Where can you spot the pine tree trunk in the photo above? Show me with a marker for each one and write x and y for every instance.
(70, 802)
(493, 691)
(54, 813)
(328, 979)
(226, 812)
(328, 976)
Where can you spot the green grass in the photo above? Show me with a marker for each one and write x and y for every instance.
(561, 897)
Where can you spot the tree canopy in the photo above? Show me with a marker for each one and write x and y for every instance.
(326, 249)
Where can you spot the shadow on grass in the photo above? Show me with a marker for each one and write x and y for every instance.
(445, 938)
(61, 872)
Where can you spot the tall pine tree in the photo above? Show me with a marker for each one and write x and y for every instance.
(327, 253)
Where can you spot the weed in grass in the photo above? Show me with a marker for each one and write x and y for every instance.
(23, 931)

==========

_Exercise_
Turn the lines above into a numbered list, skipping any blank lines.

_Worked solution_
1. Where can you spot the pine tree trunk in the photo above? Show me with a marker for each one and write x and y for every instance.
2. (70, 802)
3. (493, 691)
4. (54, 813)
5. (328, 979)
6. (226, 812)
7. (328, 976)
8. Where can you spot the green grass in the photo above? Show me with a marker for each one and write x and y for every instance.
9. (561, 897)
10. Where can you spot the tree canopy in the photo above? Show me with a marker for each one and write x and y for every instance.
11. (326, 249)
12. Where can you spot the shadow on grass in the photo above? Show me with a marker for each one and write x and y for every instance.
13. (445, 938)
14. (61, 872)
15. Where can you spot the tall pine tree in the photo above? Show me with a marker for each one and write x and y for every instance.
16. (327, 253)
17. Where can you spot the weed in grass in the photo above? Show me with a marker for each one and write x and y for every instance.
18. (23, 931)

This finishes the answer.